▶ [Written request]
Answer these questions using the NGINX extract:
1. Which option passed to ./configure turns off a module during installation?
2. What configuration file does the extract name as an example for commenting out modules?
3. Which two hidden directories does it say to block access to?

Unfortunately, many third‑party modules use blocking calls, and users (and sometimes even the developers of the modules) aren’t aware of the drawbacks. Blocking operations can ruin NGINX performance and must be avoided at all costs.

Example
# 1) During installation:
./configure --without-http_autoindex_module

# 2) Comment modules in the configuration file e.g. modules.conf:
# load_module                 /usr/share/nginx/modules/ndk_http_module.so;
# load_module                 /usr/share/nginx/modules/ngx_http_auth_pam_module.so;
# load_module                 /usr/share/nginx/modules/ngx_http_cache_purge_module.so;
# load_module                 /usr/share/nginx/modules/ngx_http_dav_ext_module.so;
load_module                   /usr/share/nginx/modules/ngx_http_echo_module.so;
# load_module                 /usr/share/nginx/modules/ngx_http_fancyindex_module.so;
load_module                   /usr/share/nginx/modules/ngx_http_geoip_module.so;
load_module                   /usr/share/nginx/modules/ngx_http_headers_more_filter_module.so;
# load_module                 /usr/share/nginx/modules/ngx_http_image_filter_module.so;
# load_module                 /usr/share/nginx/modules/ngx_http_lua_module.so;
load_module                   /usr/share/nginx/modules/ngx_http_perl_module.so;
# load_module                 /usr/share/nginx/modules/ngx_mail_module.so;
# load_module                 /usr/share/nginx/modules/ngx_nchan_module.so;
# load_module                 /usr/share/nginx/modules/ngx_stream_module.so;
External resources

🔰 Protect sensitive resources

Rationale

Hidden directories and files should never be web accessible - sometimes critical data are published during application deploy. If you use control version system you should defninitely drop the access to the critical hidden directories like a .git or .svn to prevent expose source code of your application.

Records from a point-labeling set:
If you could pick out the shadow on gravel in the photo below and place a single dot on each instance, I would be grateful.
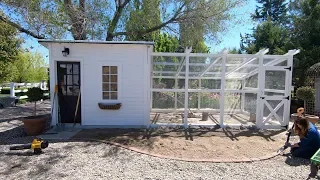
(294, 161)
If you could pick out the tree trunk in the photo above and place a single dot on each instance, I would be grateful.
(35, 108)
(305, 107)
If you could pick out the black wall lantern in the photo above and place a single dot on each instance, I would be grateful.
(65, 52)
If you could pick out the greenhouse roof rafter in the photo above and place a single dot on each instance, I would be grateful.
(261, 52)
(225, 51)
(274, 62)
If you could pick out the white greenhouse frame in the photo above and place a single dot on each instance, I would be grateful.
(260, 63)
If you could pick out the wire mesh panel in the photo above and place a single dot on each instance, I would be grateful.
(167, 89)
(206, 73)
(275, 80)
(273, 112)
(275, 100)
(205, 107)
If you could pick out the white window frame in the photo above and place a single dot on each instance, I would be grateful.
(119, 69)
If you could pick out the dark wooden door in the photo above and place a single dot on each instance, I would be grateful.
(69, 91)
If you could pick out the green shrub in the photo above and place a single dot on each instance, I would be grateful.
(35, 94)
(306, 93)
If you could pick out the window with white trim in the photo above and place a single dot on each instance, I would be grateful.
(110, 82)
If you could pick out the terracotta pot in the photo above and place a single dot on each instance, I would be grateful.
(35, 125)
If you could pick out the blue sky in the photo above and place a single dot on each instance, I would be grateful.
(229, 39)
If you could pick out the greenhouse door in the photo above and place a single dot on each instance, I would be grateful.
(274, 111)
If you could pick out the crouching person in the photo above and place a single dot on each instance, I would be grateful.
(309, 139)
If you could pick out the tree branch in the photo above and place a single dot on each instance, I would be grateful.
(115, 19)
(20, 28)
(77, 17)
(173, 19)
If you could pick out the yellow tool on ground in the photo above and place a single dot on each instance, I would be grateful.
(37, 145)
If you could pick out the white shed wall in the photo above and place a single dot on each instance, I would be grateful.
(134, 81)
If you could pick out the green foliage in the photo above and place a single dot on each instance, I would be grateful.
(35, 94)
(96, 19)
(306, 93)
(305, 36)
(9, 49)
(266, 35)
(192, 32)
(166, 43)
(146, 14)
(31, 67)
(274, 10)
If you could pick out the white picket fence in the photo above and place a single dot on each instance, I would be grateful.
(25, 86)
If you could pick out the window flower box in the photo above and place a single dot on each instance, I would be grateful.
(109, 106)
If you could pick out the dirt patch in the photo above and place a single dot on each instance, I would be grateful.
(196, 144)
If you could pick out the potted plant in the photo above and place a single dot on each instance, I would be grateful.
(307, 93)
(36, 124)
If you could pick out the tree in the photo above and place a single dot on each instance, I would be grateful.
(271, 31)
(146, 14)
(166, 43)
(31, 67)
(274, 10)
(96, 19)
(9, 49)
(266, 35)
(192, 31)
(305, 36)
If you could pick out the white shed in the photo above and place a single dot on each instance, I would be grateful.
(126, 84)
(103, 83)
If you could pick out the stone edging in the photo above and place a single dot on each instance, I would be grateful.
(272, 155)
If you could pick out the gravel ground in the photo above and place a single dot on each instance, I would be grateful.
(93, 160)
(96, 160)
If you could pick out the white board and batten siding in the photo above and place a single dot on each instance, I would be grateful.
(133, 62)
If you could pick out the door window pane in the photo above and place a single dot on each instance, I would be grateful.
(69, 68)
(105, 78)
(114, 78)
(105, 87)
(76, 69)
(114, 87)
(76, 80)
(114, 70)
(105, 69)
(114, 95)
(106, 95)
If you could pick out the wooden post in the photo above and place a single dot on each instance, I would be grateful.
(222, 88)
(199, 95)
(243, 96)
(12, 93)
(186, 89)
(175, 94)
(261, 87)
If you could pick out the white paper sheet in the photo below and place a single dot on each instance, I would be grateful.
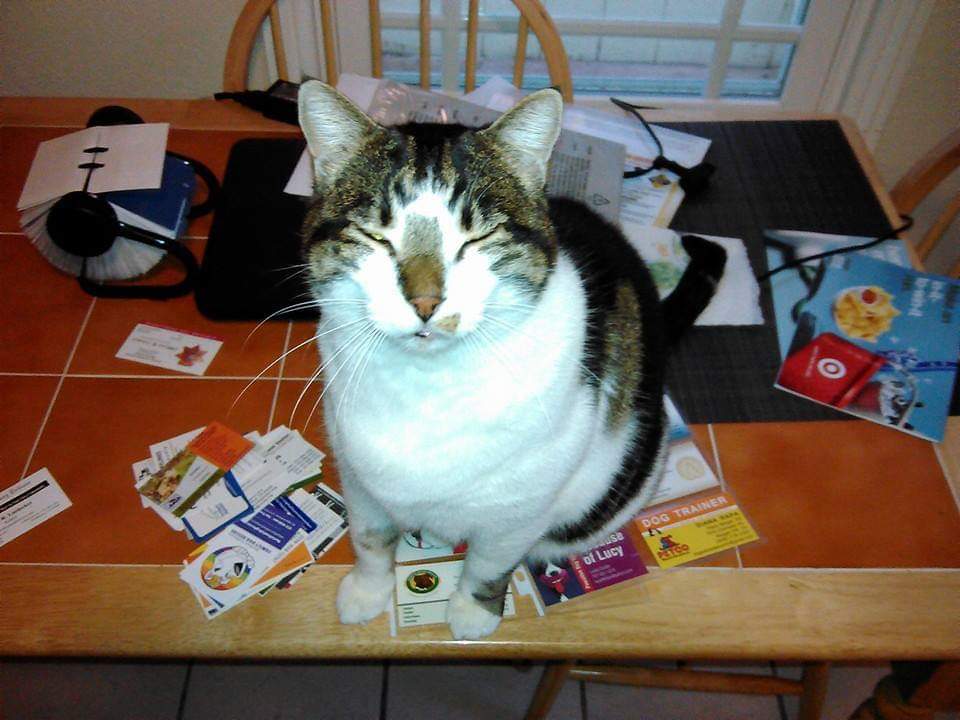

▶ [Response to this exercise]
1. --without-http_autoindex_module
2. modules.conf
3. .git and .svn